Task instructions
Look in the material below for the line with "target | green vegetation" and the line with "target | cloudy sky", then set down exactly those two lines and all lines between, nothing more.

Supplied information
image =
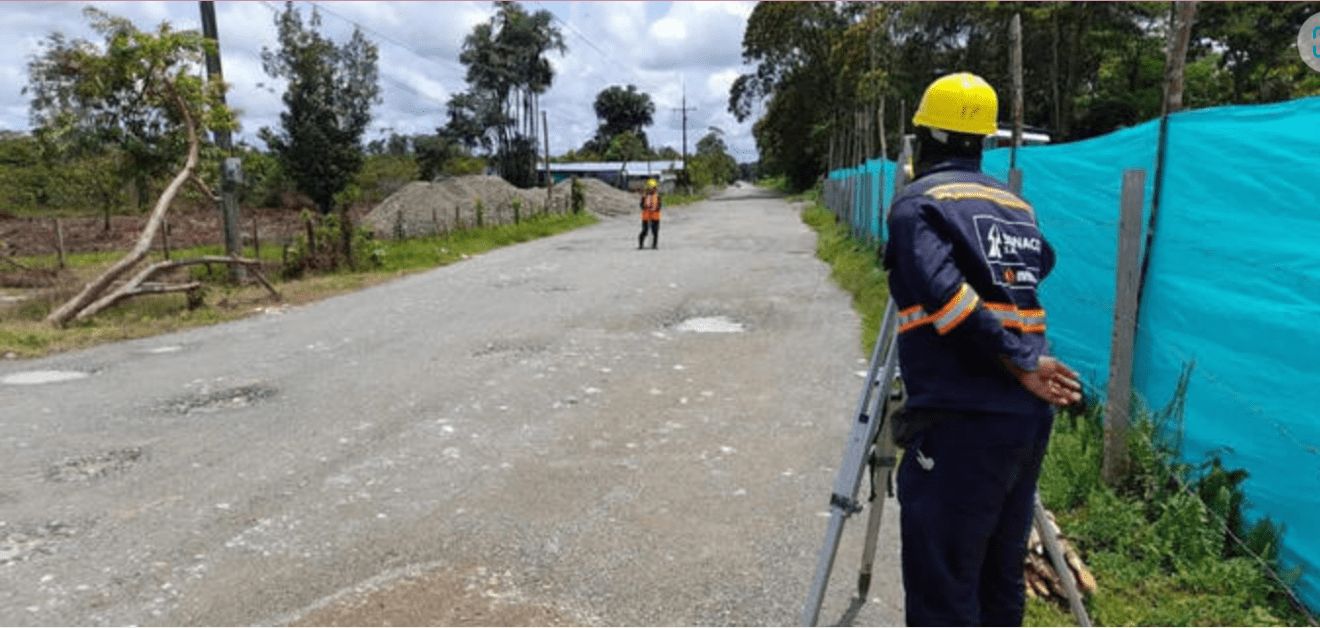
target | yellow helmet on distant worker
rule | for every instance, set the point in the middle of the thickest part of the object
(962, 103)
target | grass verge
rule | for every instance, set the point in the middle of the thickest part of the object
(1156, 544)
(24, 333)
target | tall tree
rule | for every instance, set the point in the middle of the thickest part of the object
(149, 75)
(507, 71)
(328, 104)
(619, 110)
(1258, 42)
(791, 44)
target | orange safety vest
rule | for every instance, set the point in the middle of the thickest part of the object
(651, 207)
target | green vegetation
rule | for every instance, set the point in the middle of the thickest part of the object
(24, 333)
(1089, 69)
(1156, 544)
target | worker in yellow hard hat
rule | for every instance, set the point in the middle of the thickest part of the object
(650, 214)
(965, 259)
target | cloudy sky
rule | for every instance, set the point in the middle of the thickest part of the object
(665, 49)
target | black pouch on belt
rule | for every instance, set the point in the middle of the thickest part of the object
(911, 421)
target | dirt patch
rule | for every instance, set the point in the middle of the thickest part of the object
(428, 207)
(440, 598)
(184, 228)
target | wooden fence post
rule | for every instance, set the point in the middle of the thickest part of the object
(1118, 405)
(60, 242)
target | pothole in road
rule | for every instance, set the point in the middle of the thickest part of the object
(510, 347)
(19, 545)
(31, 377)
(95, 466)
(441, 596)
(710, 325)
(219, 400)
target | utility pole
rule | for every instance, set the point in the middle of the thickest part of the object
(549, 182)
(687, 177)
(231, 169)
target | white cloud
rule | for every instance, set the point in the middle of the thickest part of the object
(661, 48)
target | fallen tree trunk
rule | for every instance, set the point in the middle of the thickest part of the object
(90, 293)
(140, 284)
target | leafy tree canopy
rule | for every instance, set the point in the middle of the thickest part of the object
(328, 104)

The completed task
target | green vegetation
rule | for every instance, set the point in the middle of the thickest part of the object
(24, 333)
(1089, 69)
(1156, 544)
target | worker in yellow hard hat
rule | for every instance, set the point in the middle of the thickest part of the object
(650, 214)
(965, 259)
target | cloudy sky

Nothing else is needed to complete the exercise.